- Page text -
______
155.In the interests of protecting particularly vulnerable victims from secondary victimisation, the Code of Criminal Procedure was amended effective 1 January 2018 to provide law enforcement authorities with a specific procedure for interrogating particularly vulnerable victims. The aim of this procedure is to eliminate the traumatising effects repeated interrogations and interviews have on particular vulnerable victims and inappropriate means used by law enforcement authorities within such processes.

156.The provisions of §125 of the Code of Criminal Procedure concerning confrontation in effect as of 1 January 2018 have limited confrontation involving the accused and a victim of a crime against human dignity, the crime of abuse of a close or entrusted person or the crime of trafficking in human beings and the victims of a crime involving violence or threat of violence if there is a risk of secondary victimisation or repeated victimisation; with regard to age, sex, sexual orientation, race, nationality, religion, intellectual maturity or relationship to the perpetrator or dependence on the perpetrator. Special attention is given if a child is involved as a vulnerable victim.

157.The law enforcement authority first consults with a psychologist or an expert before interviewing or taking testimony from the child on the manner in which the interrogation will be conducted and who will participate in the process and, if necessary, the social law protection authority for children and social guardianship, their statutory guardian or a pedagogue will be invited to ensure the process is conducted properly and with all due effort to avoid secondary victimisation. The psychologist or expert is intended to aid in the selection of the proper communication method for interviewing or taking testimony from the child and for ensuring the process does not negatively impact the child’s mental and moral development.

158.The crime victims act stipulates suitable rules, procedures and methods regarding interrogation. Above all, anyone claiming to be a victim is considered a victim unless the opposite is proven, and regardless of if the perpetrator of the crime is identified, subject to criminal prosecution or convicted, and the rights attributed to victims under the law are applied without discrimination on the basis of gender, religious faith or beliefs, race, affiliation with a nationality or ethnic group, health, age, sexual orientation, marital status, skin colour, language, political or other beliefs, national or social background, property or other standing. Law enforcement authorities, courts and entities providing assistance to victims are obliged to inform victims of their rights in a simple and easily understandable manner. Special considerations must be given to difficulties in comprehending this information or communication based on a given disability, language skills and if the victim’s ability to express themselves is restricted. Law enforcement authorities and the courts are obliged to allow victims to exercise their rights under the crime victims act and other special regulations and, when justifiably necessary, especially in the interests of securing the rights and protection of the victim, collaborate with entities providing assistance to victims.

159.When interrogating particularly vulnerable persons who are the victim of a crime against human dignity, the crime of trafficking in human beings or the crime of abuse of a close or entrusted person, interrogation is always conducted by a person of the same gender as the person being interrogated, unless there are serious impediments (e.g. staffing in the given police unit), which the law enforcement authority must specify in the minutes.
______
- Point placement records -
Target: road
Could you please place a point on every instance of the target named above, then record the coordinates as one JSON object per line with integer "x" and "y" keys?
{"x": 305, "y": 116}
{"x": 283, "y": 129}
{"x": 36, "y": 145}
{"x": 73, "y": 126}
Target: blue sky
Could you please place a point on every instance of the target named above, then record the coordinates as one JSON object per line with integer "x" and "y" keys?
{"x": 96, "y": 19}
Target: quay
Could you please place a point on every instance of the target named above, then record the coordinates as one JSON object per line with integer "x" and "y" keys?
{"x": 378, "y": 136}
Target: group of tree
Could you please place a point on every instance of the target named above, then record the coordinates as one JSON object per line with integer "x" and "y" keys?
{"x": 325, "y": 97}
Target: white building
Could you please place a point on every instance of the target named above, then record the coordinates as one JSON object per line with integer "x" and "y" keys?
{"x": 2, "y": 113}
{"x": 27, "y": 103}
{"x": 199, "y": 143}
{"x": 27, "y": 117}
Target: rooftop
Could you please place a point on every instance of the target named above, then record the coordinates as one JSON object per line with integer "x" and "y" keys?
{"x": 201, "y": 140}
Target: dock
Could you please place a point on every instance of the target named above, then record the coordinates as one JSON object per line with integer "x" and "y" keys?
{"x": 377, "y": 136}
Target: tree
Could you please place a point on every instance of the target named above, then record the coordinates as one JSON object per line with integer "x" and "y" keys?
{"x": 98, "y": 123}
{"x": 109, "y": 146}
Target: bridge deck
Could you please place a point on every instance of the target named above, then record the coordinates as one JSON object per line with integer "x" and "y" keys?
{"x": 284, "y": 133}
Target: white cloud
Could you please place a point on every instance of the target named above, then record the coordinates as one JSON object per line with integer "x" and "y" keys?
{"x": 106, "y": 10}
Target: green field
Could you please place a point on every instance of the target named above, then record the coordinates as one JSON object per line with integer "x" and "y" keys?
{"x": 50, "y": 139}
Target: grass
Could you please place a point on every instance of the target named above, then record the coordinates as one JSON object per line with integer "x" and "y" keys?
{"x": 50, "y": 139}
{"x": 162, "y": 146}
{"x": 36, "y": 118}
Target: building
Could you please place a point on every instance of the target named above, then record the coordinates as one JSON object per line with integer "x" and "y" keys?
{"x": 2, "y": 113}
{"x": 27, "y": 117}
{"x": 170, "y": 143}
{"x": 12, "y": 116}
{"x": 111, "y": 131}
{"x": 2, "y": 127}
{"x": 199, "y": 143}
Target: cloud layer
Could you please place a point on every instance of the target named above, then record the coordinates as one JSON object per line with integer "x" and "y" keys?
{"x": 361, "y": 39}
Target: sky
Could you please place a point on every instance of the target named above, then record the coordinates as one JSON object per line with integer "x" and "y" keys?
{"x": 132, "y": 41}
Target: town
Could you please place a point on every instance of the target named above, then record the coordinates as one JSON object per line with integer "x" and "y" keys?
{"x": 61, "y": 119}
______
- Task instructions -
1. Using the text on interrogating vulnerable victims, restate the paragraph beginning "The law enforcement authority first consults" as a short bulleted list that keeps its main facts.
2. Duplicate the rows from the line containing "Target: town" through the end of the rows, including both ends.

- Responses for each task -
1.
- Before interviewing a child or taking the child's testimony, the law enforcement authority consults a psychologist or an expert on how the interrogation will be conducted and who will take part.
- If necessary, the social law protection authority for children and social guardianship, the child's statutory guardian, or a pedagogue is invited to ensure the process is conducted properly and secondary victimization is avoided.
- The psychologist or expert helps choose the proper communication method and ensures the process does not harm the child's mental and moral development.

2.
Target: town
Could you please place a point on every instance of the target named above, then record the coordinates as one JSON object per line with integer "x" and "y" keys?
{"x": 61, "y": 119}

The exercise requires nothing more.